WHAT THE EXERCISE ASKS - Reproduce exactly the lines below, starting with the line that contains "label the blue shorts, a point per instance." and ending with the last line of the records, both included, and nothing else.

RECORDS SHOWN -
'''
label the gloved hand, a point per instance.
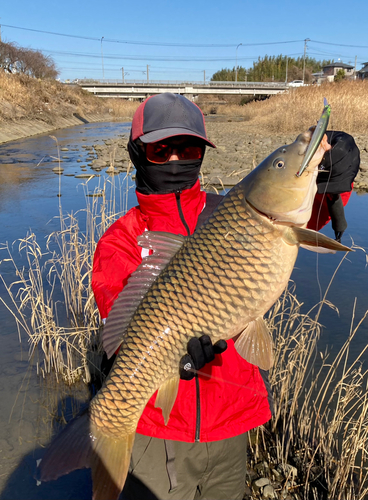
(200, 351)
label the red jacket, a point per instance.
(233, 399)
(320, 213)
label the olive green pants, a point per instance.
(174, 470)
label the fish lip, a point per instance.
(275, 220)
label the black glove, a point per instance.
(200, 351)
(337, 213)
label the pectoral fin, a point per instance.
(166, 396)
(311, 240)
(255, 344)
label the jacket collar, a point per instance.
(165, 212)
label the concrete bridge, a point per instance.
(140, 90)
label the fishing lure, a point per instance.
(316, 139)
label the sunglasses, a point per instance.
(160, 152)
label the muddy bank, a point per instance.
(240, 147)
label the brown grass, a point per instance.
(23, 97)
(297, 109)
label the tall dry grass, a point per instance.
(26, 98)
(297, 109)
(320, 425)
(52, 300)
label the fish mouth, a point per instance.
(297, 217)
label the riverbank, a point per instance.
(29, 107)
(240, 147)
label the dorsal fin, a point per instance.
(311, 240)
(164, 246)
(255, 344)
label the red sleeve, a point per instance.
(320, 214)
(116, 257)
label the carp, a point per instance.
(219, 281)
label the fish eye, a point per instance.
(279, 163)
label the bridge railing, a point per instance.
(168, 83)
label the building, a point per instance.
(331, 70)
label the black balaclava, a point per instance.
(170, 177)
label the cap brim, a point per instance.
(159, 135)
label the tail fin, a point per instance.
(80, 445)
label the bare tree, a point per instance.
(15, 59)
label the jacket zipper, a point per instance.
(198, 415)
(181, 214)
(198, 398)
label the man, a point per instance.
(337, 172)
(201, 453)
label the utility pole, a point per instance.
(287, 59)
(305, 50)
(236, 62)
(103, 70)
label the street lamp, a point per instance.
(103, 71)
(236, 63)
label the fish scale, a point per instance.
(235, 242)
(219, 281)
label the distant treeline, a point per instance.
(16, 59)
(273, 68)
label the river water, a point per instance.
(29, 200)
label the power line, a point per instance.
(145, 57)
(162, 44)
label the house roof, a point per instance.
(338, 65)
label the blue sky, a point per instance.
(183, 40)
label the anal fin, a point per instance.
(166, 396)
(255, 344)
(110, 465)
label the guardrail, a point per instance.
(178, 83)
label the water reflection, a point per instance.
(29, 200)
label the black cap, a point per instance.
(167, 115)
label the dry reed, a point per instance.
(321, 420)
(52, 300)
(297, 109)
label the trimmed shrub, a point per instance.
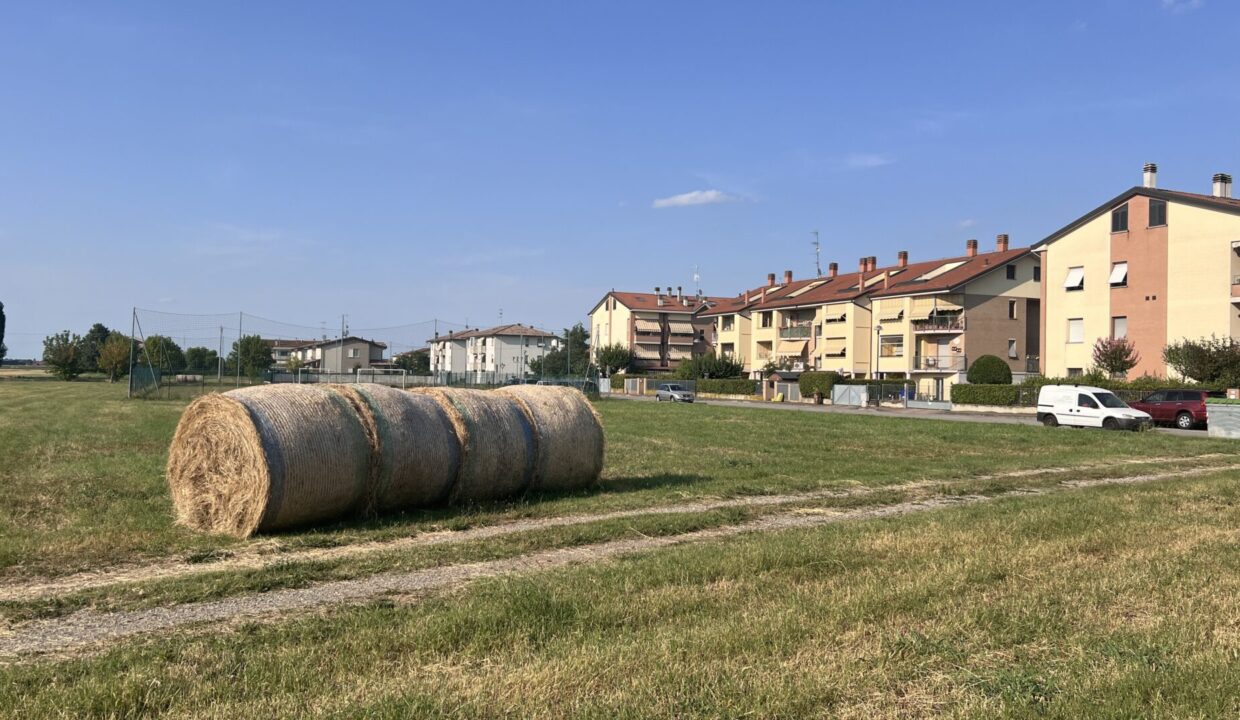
(990, 371)
(728, 387)
(819, 382)
(986, 394)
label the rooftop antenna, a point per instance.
(817, 253)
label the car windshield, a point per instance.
(1110, 400)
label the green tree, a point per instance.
(613, 358)
(254, 355)
(1116, 356)
(201, 360)
(63, 353)
(990, 369)
(161, 353)
(113, 357)
(92, 343)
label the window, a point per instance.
(1120, 219)
(1075, 279)
(1157, 212)
(892, 346)
(1120, 275)
(1076, 330)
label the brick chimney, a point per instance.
(1150, 175)
(1222, 185)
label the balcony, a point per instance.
(940, 363)
(945, 324)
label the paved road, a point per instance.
(893, 413)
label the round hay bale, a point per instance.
(496, 440)
(268, 457)
(568, 435)
(416, 452)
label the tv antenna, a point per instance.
(817, 253)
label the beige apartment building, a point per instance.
(1153, 265)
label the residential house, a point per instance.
(1152, 265)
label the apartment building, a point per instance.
(661, 329)
(1152, 265)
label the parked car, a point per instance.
(1086, 407)
(1186, 409)
(673, 392)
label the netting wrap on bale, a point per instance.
(268, 457)
(568, 435)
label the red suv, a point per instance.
(1186, 409)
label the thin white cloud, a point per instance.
(1182, 5)
(695, 197)
(866, 160)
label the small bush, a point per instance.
(990, 371)
(728, 387)
(997, 394)
(819, 382)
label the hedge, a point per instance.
(962, 394)
(819, 382)
(728, 387)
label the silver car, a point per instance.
(673, 392)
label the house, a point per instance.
(495, 353)
(345, 355)
(1152, 265)
(660, 329)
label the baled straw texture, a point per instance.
(568, 435)
(268, 457)
(496, 440)
(416, 454)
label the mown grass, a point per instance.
(82, 469)
(1104, 602)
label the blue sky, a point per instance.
(404, 161)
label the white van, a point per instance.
(1085, 407)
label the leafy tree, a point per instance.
(1116, 356)
(990, 369)
(613, 358)
(201, 360)
(163, 353)
(63, 353)
(709, 366)
(92, 343)
(254, 355)
(1207, 360)
(113, 357)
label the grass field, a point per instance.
(1110, 601)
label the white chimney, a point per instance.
(1222, 185)
(1150, 177)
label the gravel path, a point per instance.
(87, 630)
(261, 555)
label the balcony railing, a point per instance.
(945, 363)
(940, 325)
(795, 332)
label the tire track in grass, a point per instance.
(87, 630)
(257, 559)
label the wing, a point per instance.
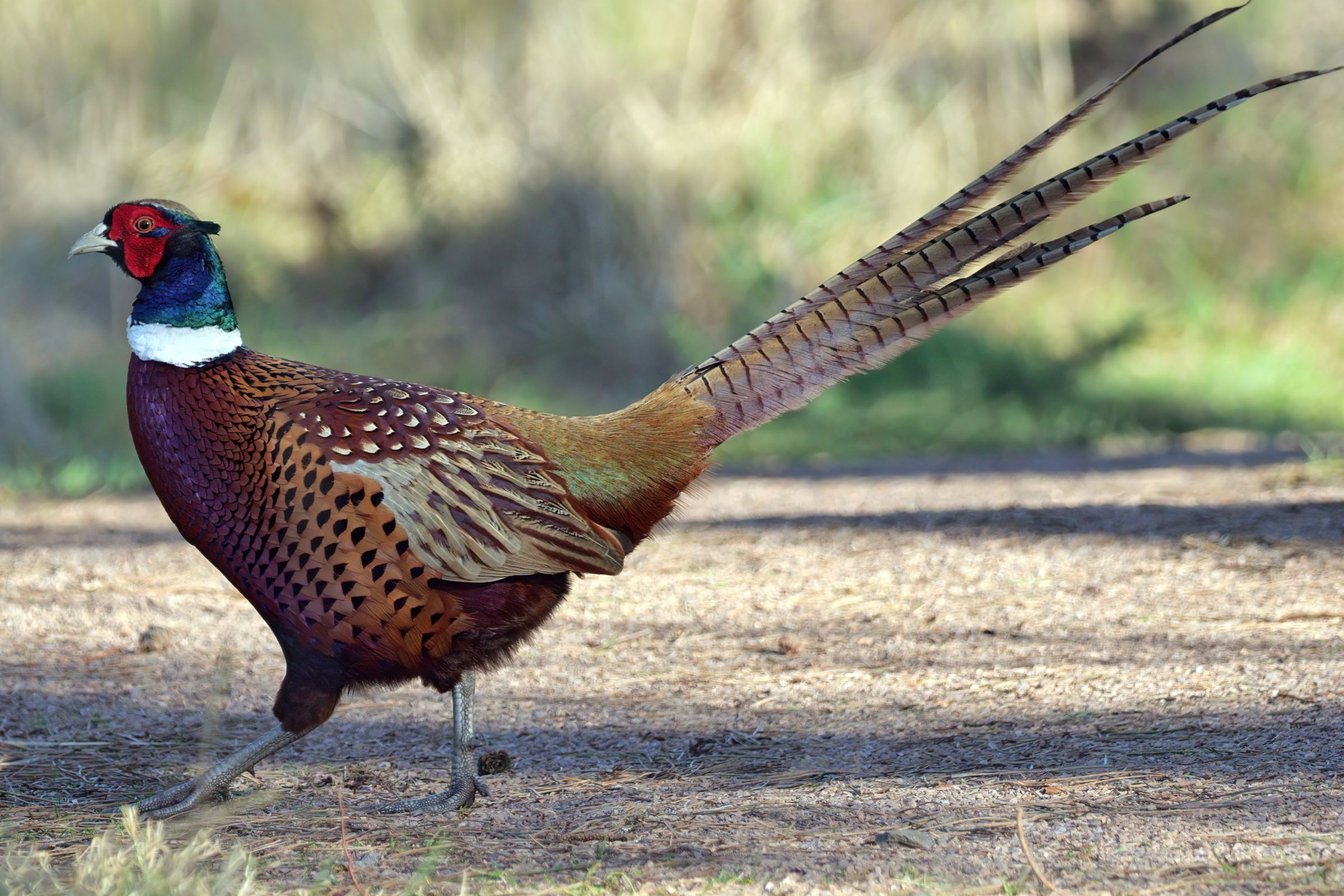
(476, 500)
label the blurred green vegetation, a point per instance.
(561, 204)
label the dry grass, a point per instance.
(838, 684)
(561, 204)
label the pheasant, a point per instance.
(388, 531)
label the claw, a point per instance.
(460, 796)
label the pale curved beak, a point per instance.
(96, 241)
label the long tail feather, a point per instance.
(958, 207)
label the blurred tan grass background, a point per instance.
(561, 204)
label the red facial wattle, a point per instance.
(142, 244)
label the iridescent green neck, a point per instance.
(189, 289)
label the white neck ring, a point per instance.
(180, 346)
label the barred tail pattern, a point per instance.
(960, 206)
(902, 292)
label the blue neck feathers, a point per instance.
(187, 289)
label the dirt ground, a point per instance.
(1110, 679)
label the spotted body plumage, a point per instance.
(284, 476)
(389, 531)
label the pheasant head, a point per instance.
(183, 315)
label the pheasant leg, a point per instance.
(465, 785)
(190, 794)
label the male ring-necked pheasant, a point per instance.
(389, 531)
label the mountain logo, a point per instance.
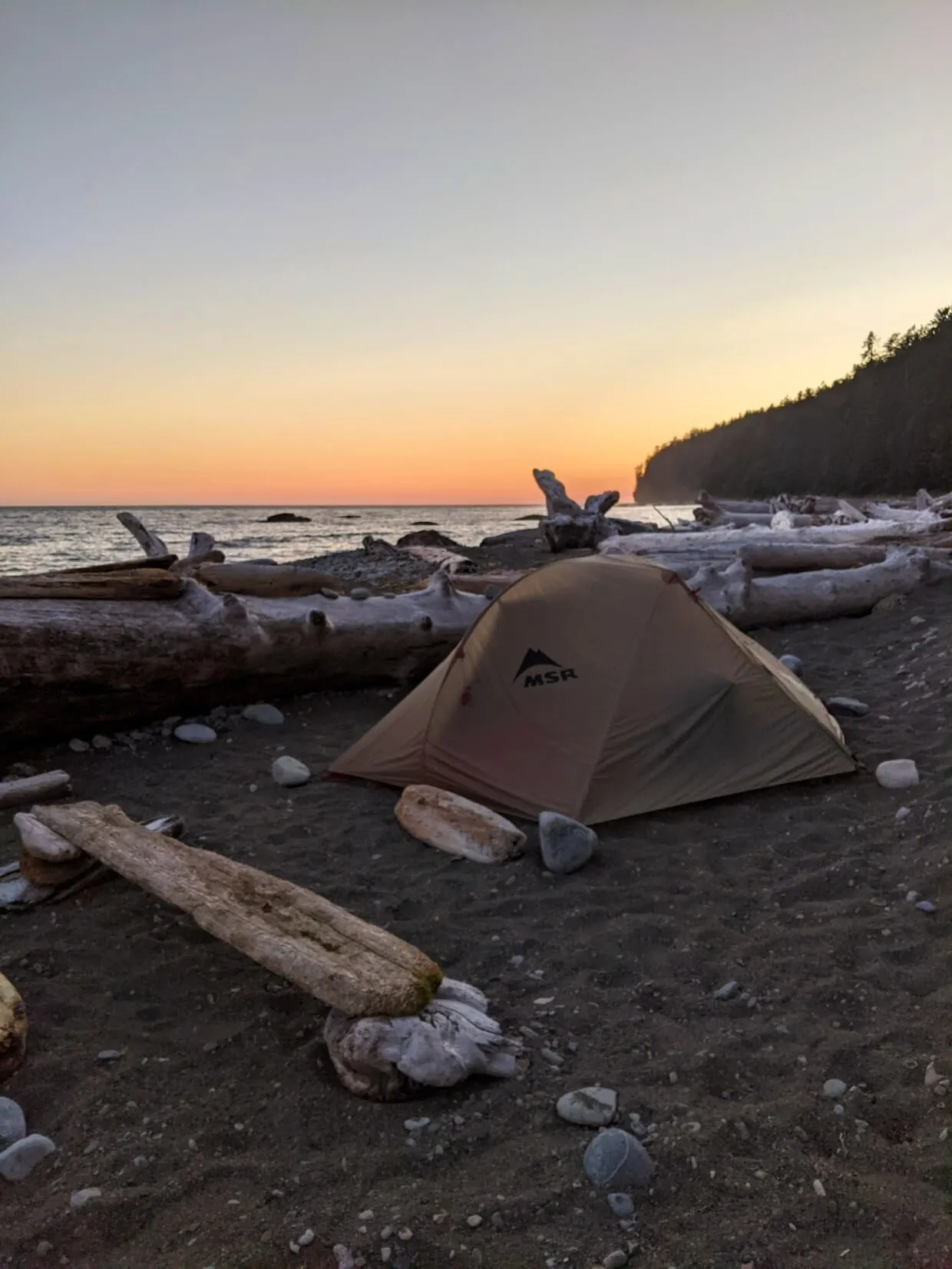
(547, 670)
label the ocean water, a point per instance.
(35, 538)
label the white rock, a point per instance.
(289, 772)
(19, 1159)
(79, 1198)
(899, 773)
(194, 734)
(590, 1108)
(268, 715)
(13, 1123)
(458, 825)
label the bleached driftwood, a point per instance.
(322, 948)
(567, 524)
(13, 1029)
(749, 602)
(455, 824)
(392, 1059)
(87, 663)
(33, 788)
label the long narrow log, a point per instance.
(136, 584)
(322, 948)
(820, 596)
(87, 663)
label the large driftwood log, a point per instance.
(324, 950)
(567, 526)
(88, 663)
(749, 602)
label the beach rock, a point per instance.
(268, 715)
(897, 773)
(567, 845)
(13, 1123)
(194, 734)
(847, 707)
(79, 1198)
(589, 1108)
(728, 991)
(289, 772)
(617, 1156)
(621, 1205)
(19, 1159)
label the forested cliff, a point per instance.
(886, 428)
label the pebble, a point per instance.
(616, 1155)
(13, 1123)
(621, 1205)
(19, 1159)
(268, 715)
(567, 845)
(79, 1198)
(897, 773)
(847, 707)
(194, 734)
(589, 1108)
(728, 991)
(289, 772)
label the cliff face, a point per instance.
(885, 428)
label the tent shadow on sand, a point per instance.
(602, 688)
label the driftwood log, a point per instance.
(749, 602)
(322, 948)
(104, 663)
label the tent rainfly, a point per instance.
(602, 688)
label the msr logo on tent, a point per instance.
(549, 670)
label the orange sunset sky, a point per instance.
(402, 253)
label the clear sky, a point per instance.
(405, 250)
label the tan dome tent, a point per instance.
(602, 688)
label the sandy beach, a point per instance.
(221, 1133)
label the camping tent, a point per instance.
(602, 687)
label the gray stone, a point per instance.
(589, 1108)
(567, 845)
(847, 707)
(19, 1159)
(13, 1123)
(79, 1198)
(615, 1156)
(621, 1205)
(289, 772)
(728, 991)
(897, 773)
(196, 734)
(268, 715)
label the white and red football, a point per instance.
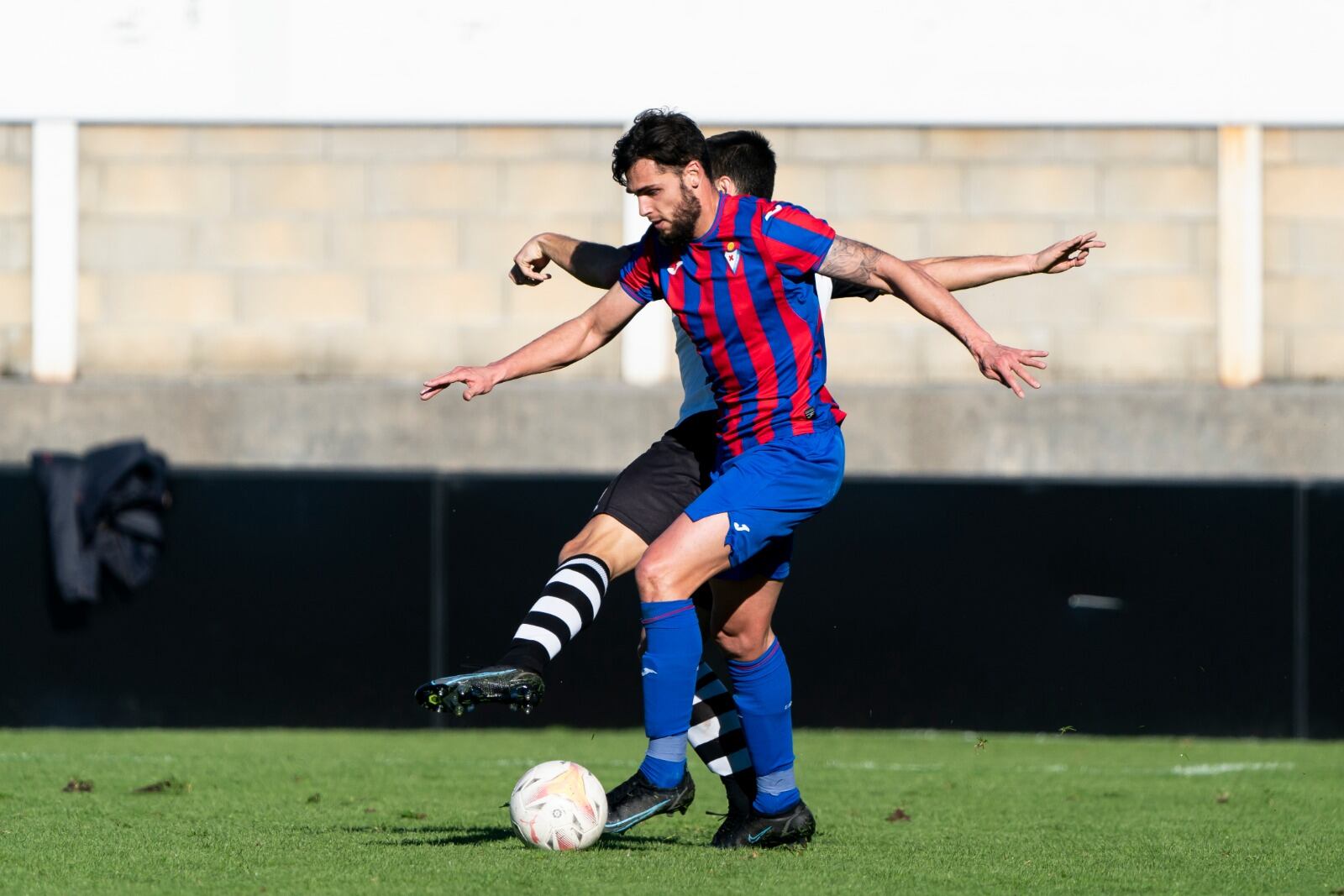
(558, 805)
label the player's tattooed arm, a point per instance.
(591, 264)
(862, 264)
(561, 347)
(968, 271)
(978, 270)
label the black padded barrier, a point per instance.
(323, 600)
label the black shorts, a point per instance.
(648, 495)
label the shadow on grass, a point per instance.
(476, 835)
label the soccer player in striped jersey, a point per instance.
(764, 445)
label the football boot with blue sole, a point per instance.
(752, 829)
(636, 799)
(517, 688)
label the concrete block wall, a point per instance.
(1304, 254)
(1142, 311)
(327, 251)
(15, 251)
(381, 251)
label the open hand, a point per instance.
(1066, 254)
(479, 380)
(1007, 365)
(528, 264)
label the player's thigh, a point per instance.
(743, 613)
(683, 558)
(606, 537)
(655, 488)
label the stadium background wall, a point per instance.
(324, 598)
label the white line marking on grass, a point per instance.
(880, 766)
(1225, 768)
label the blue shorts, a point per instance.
(766, 492)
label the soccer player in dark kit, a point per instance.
(738, 271)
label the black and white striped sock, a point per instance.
(569, 602)
(717, 735)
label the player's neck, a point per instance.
(709, 212)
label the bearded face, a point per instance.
(682, 221)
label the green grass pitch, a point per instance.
(363, 812)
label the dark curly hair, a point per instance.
(746, 157)
(669, 137)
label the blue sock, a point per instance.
(764, 694)
(669, 669)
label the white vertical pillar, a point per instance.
(55, 249)
(647, 340)
(1241, 262)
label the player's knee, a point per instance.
(655, 577)
(578, 544)
(743, 645)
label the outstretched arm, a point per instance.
(591, 264)
(978, 270)
(862, 264)
(568, 343)
(968, 271)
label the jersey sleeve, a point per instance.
(638, 275)
(795, 238)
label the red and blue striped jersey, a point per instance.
(746, 296)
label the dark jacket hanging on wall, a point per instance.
(102, 515)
'''
SOLUTION TO THE EXERCISE -
label the blue shorts, a point per instance.
(766, 492)
label the soccer player in dark kit, a point per instance.
(738, 271)
label the black and white striped sock, a point per instance.
(569, 602)
(717, 735)
label the player's neck, a point per instance.
(709, 212)
label the bearded face, a point per instance.
(682, 221)
label the green grass pitch, a point per instance.
(363, 812)
label the dark curly hair, a point per instance.
(746, 157)
(669, 137)
label the blue sock, a point per instance.
(764, 694)
(669, 669)
label the white vertical pillar, a point per instance.
(55, 249)
(647, 340)
(1241, 262)
label the player's knee, a point per instance.
(655, 577)
(578, 544)
(743, 645)
label the outstretched arm, a point per instance.
(591, 264)
(978, 270)
(862, 264)
(568, 343)
(968, 271)
label the jersey sleeve, a point per instance.
(638, 275)
(795, 238)
label the red and blue striped jersey, a point per instance.
(746, 296)
label the dark jacket hanging on wall, a point per instance.
(102, 515)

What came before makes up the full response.